### [Problem details]
Return all the data below as it stands, minus the pictures.

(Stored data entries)
● ● ●
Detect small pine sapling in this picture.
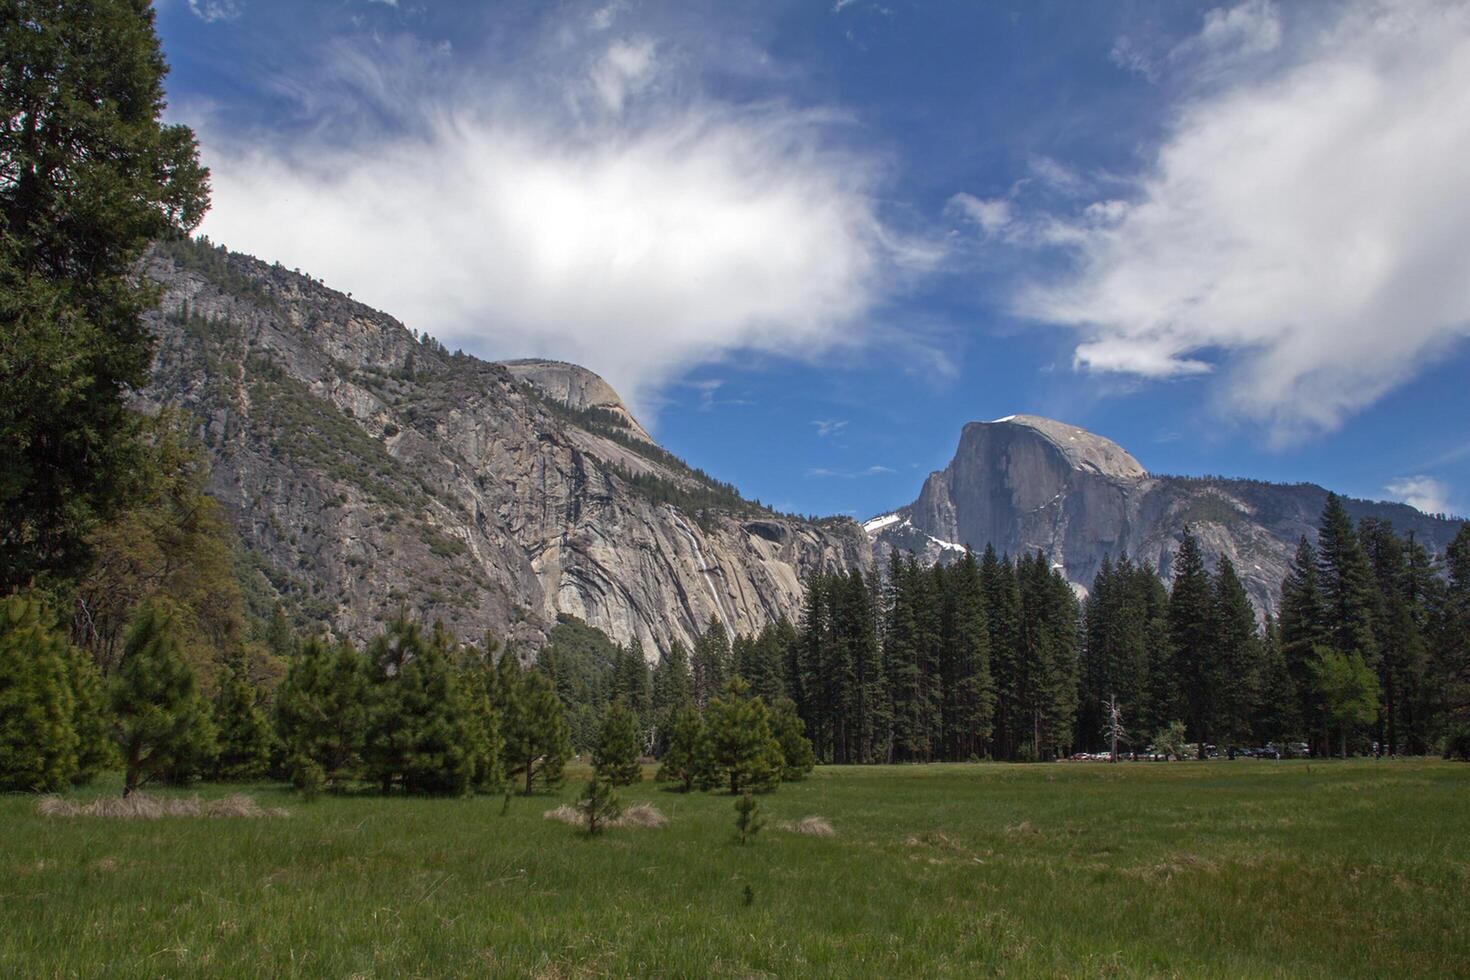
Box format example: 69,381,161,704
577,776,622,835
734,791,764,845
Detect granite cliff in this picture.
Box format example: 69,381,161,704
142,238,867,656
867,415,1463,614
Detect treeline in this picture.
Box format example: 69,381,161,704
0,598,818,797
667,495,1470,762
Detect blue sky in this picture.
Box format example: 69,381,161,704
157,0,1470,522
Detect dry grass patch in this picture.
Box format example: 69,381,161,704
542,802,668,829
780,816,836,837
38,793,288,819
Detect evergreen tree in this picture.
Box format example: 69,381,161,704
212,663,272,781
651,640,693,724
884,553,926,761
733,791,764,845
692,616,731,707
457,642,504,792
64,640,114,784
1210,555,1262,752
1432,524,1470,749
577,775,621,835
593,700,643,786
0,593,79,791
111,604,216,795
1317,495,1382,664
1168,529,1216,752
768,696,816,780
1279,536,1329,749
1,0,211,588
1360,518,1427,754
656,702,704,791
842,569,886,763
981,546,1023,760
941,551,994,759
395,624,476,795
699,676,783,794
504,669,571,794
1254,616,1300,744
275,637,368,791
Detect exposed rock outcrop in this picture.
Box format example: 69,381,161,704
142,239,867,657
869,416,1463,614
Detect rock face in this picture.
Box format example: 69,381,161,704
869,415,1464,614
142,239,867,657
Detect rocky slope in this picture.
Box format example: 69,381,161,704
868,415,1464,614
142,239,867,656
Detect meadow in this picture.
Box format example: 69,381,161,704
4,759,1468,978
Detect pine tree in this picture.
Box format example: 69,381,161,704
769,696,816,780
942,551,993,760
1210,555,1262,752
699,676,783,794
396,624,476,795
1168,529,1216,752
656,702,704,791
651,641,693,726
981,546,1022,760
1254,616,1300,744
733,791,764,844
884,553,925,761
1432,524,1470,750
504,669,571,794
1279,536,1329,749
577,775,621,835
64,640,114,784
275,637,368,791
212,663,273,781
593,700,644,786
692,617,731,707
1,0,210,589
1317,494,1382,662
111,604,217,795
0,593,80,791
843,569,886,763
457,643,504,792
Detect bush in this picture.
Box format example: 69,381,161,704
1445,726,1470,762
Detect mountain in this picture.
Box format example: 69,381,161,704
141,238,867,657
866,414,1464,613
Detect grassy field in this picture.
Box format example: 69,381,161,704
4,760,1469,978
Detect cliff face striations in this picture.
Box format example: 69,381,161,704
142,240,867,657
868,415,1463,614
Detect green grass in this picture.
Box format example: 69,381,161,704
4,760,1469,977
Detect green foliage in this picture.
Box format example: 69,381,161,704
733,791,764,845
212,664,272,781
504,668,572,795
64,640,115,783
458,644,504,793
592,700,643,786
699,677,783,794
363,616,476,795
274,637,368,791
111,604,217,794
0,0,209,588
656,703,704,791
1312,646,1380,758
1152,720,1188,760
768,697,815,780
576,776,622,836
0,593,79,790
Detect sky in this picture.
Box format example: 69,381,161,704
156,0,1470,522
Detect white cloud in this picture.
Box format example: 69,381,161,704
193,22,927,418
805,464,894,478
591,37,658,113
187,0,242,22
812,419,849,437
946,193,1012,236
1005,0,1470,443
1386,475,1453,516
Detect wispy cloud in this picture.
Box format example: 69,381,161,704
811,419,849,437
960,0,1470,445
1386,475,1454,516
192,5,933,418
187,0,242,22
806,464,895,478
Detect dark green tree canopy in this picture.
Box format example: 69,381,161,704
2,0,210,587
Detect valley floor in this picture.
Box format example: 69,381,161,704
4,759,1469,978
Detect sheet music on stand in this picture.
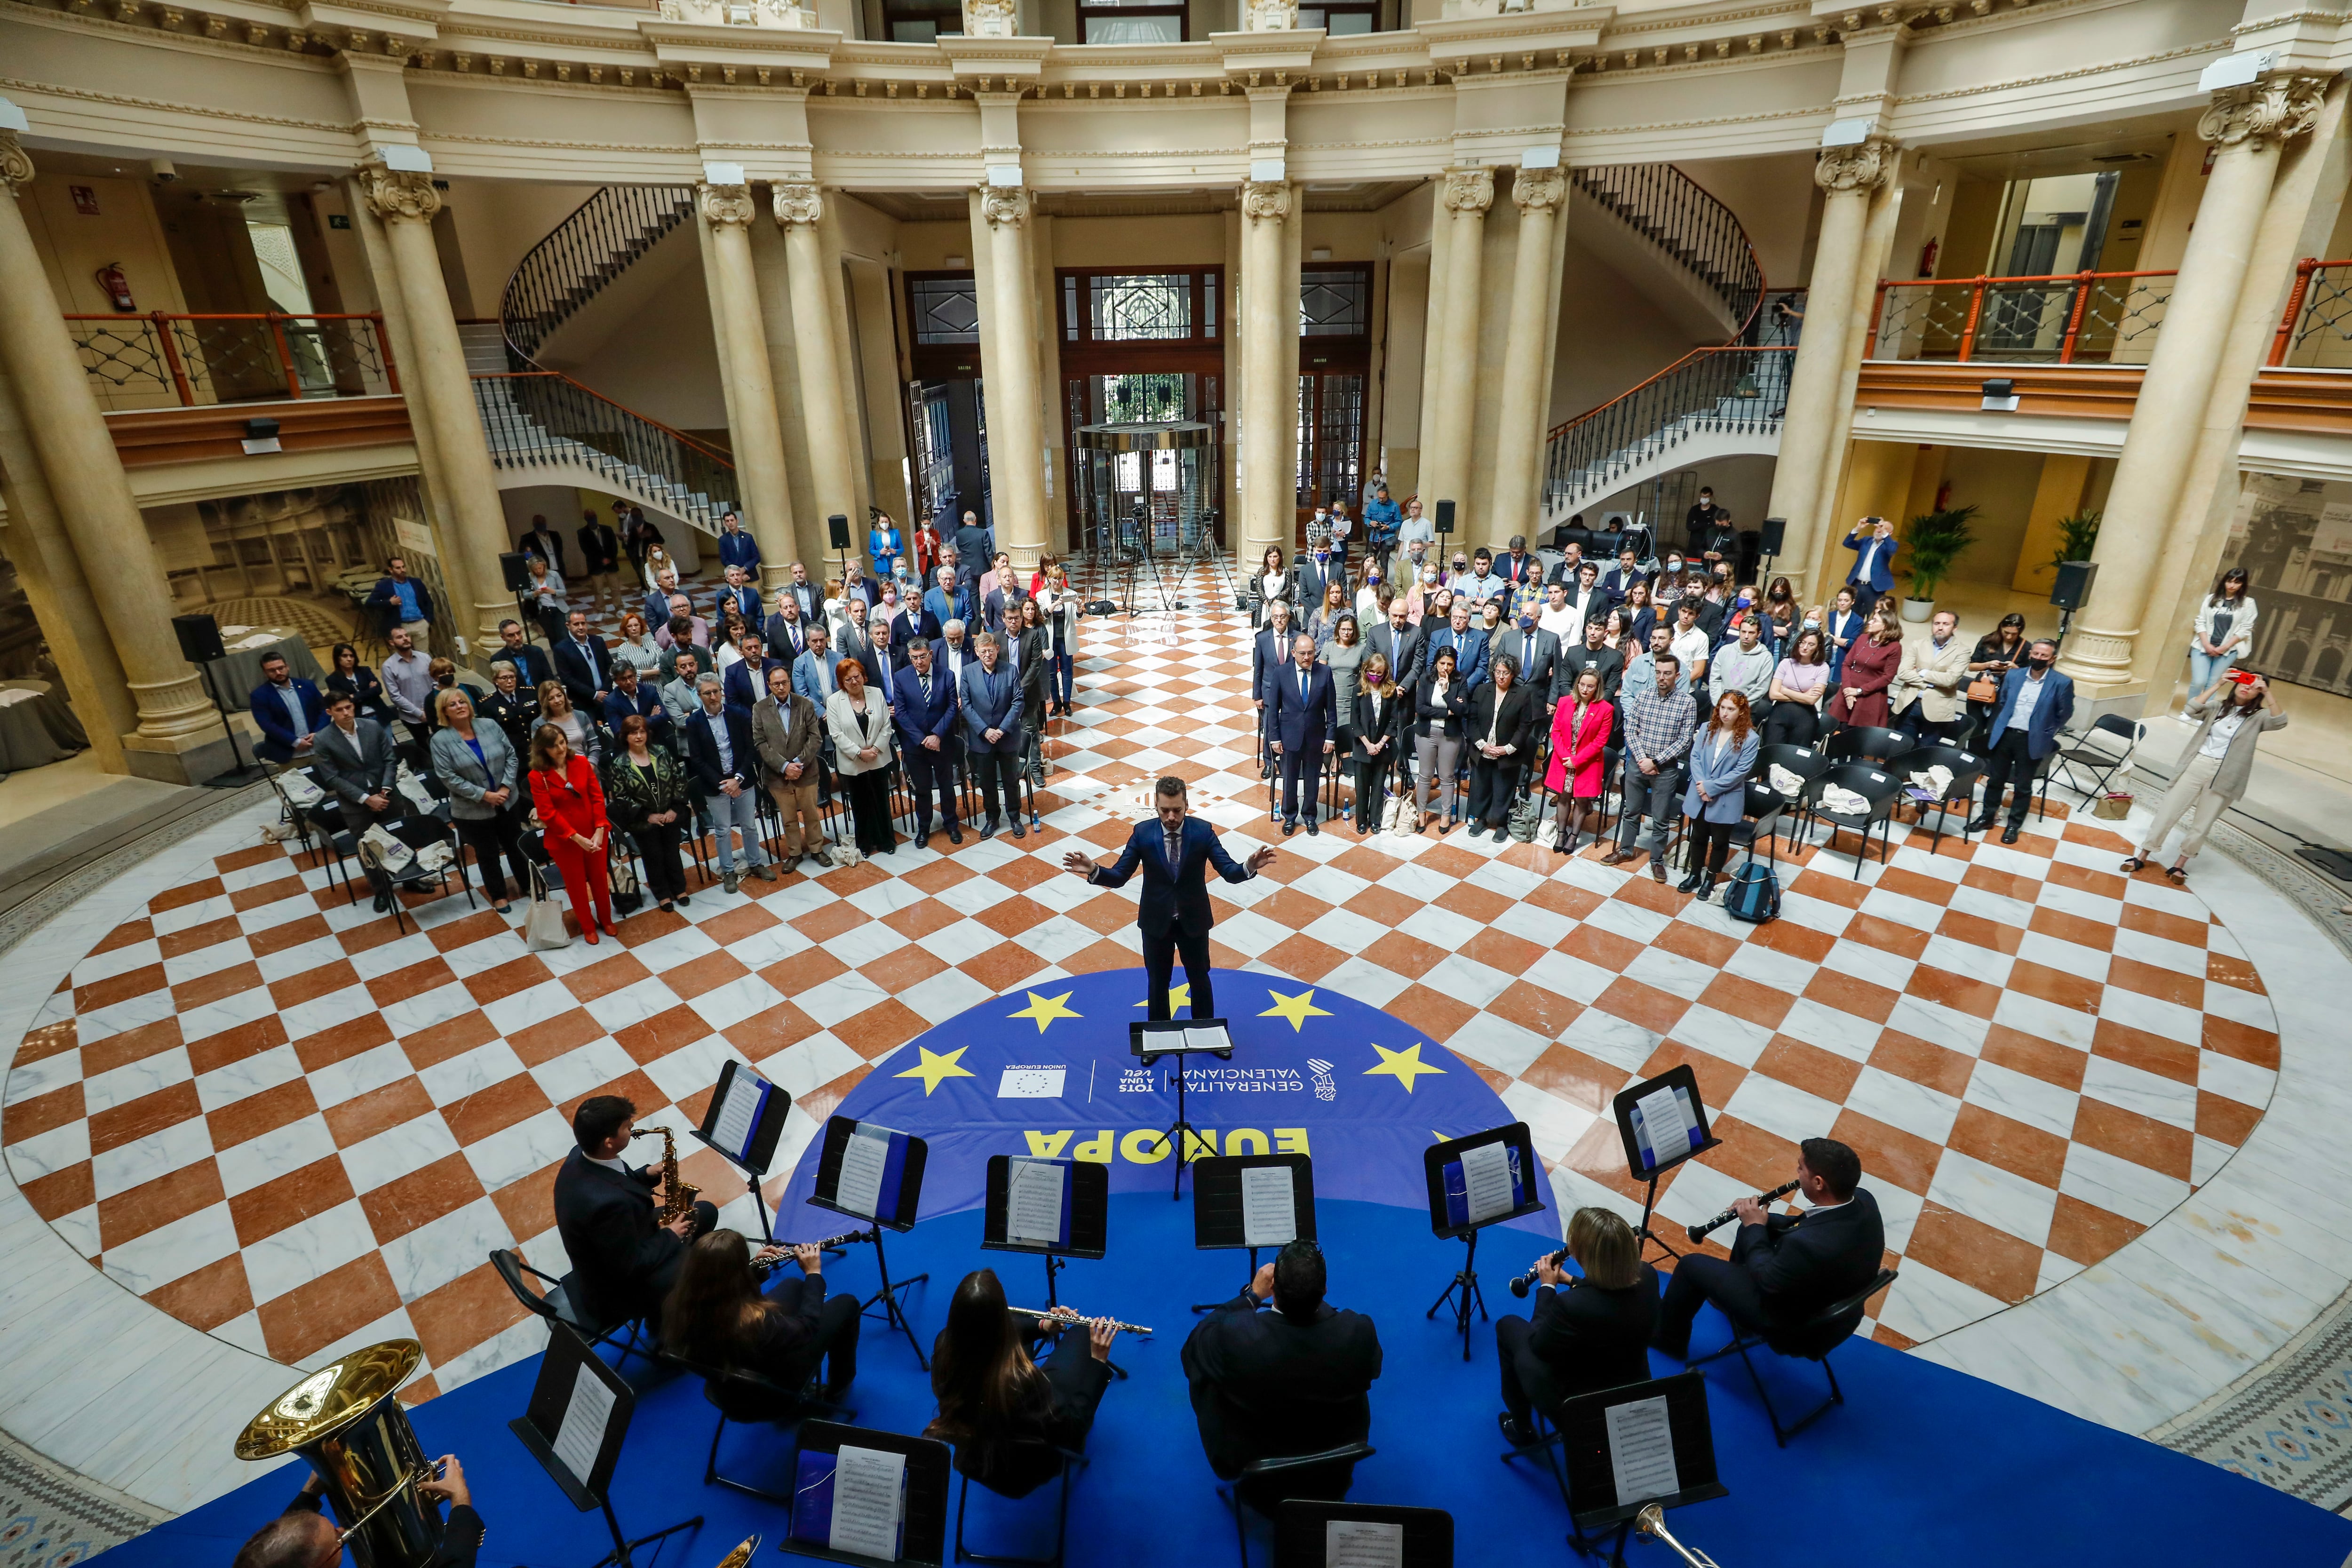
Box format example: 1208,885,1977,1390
● ● ●
### [Written answer]
Detect small pine sapling in this picture.
Box format example: 69,381,161,704
577,776,622,835
734,791,764,845
Detect granite cliff in this picture.
Box format example: 69,381,161,704
142,238,867,656
867,415,1463,614
Detect treeline in this picture.
Box format example: 69,381,161,704
0,598,818,797
667,495,1470,762
Detect blue sky in this picture.
Box format example: 69,381,161,704
157,0,1470,522
Detect dry grass patch in this picture.
Box format example: 69,381,161,704
542,802,668,829
780,816,836,837
38,793,288,819
Detect evergreen tree in this picture.
Box format example: 69,381,161,704
212,663,272,781
651,640,693,724
884,553,926,761
733,791,764,845
692,616,731,707
457,642,504,792
64,640,114,784
1210,555,1262,752
1432,524,1470,749
577,775,621,835
593,700,643,786
0,593,79,791
111,604,216,795
1317,495,1382,664
1168,529,1216,752
768,696,816,780
1279,536,1329,749
1,0,211,588
1360,518,1427,754
656,702,704,791
842,569,886,763
981,546,1023,760
941,551,994,759
395,624,476,795
699,676,783,794
504,669,571,794
1254,616,1300,744
275,637,368,791
Detect exposed rock outcrop in this picture.
Box format example: 69,381,161,704
142,239,867,657
869,416,1463,614
Detect rock face in this picture.
Box format example: 69,381,161,704
869,415,1464,614
142,239,867,657
Detect rocky slope in this picture.
Box format example: 69,381,161,704
868,415,1464,614
142,239,867,656
Detect meadow in this picture.
Box format example: 69,381,161,704
4,759,1468,978
Detect pine tree in this picture.
Box format example: 69,381,161,704
769,696,816,780
942,551,993,760
1210,555,1262,752
699,676,783,794
396,624,476,795
1168,529,1216,752
656,702,704,791
651,641,693,726
981,546,1022,760
1254,616,1300,744
733,791,764,844
884,553,925,761
1432,524,1470,750
504,669,571,794
1279,536,1329,749
577,775,621,835
64,640,114,784
275,637,368,791
212,663,273,781
593,700,644,786
692,617,731,707
1,0,210,589
1317,494,1382,662
111,604,217,795
0,593,80,791
843,569,886,763
457,643,504,792
Detect bush in this picture.
Box format example: 69,381,161,704
1445,726,1470,762
Detect mountain in this picture.
Box format example: 69,381,161,704
141,238,867,657
866,414,1464,613
Detect grassy field in this picture.
Box format example: 69,381,161,704
4,760,1469,978
Detect cliff face striations in this picture.
Box format example: 69,381,161,704
142,240,867,657
868,415,1463,614
Detect green grass in this picture.
Box format example: 69,381,161,704
4,760,1469,977
Detect green foliage in this picture.
Box format example: 69,381,161,704
733,791,764,845
212,664,272,781
504,668,572,795
64,640,115,783
458,644,504,793
592,700,643,786
699,677,783,794
363,616,476,795
274,637,368,791
111,604,217,794
0,0,209,588
656,703,704,791
1312,646,1380,758
1152,720,1188,760
768,697,815,780
576,776,622,836
0,593,79,790
Detect sky in this picture.
Box format example: 69,381,161,704
156,0,1470,522
Detect white cloud in this picture.
Box format example: 69,381,161,704
193,22,927,418
805,464,894,478
591,37,658,113
187,0,242,22
812,419,849,437
946,193,1012,236
1005,0,1470,443
1386,475,1453,516
Detect wispy cloud in this picture.
Box format example: 69,381,161,704
811,419,849,437
960,0,1470,445
1386,475,1454,516
192,5,933,418
187,0,242,22
806,464,895,478
Detect dark green tree canopy in this picture.
Box format example: 69,381,161,704
2,0,210,587
Detect valley floor in this picture.
Box format example: 69,381,161,704
4,759,1469,978
Detect sheet music on stand in this picture.
Box format example: 1208,885,1977,1390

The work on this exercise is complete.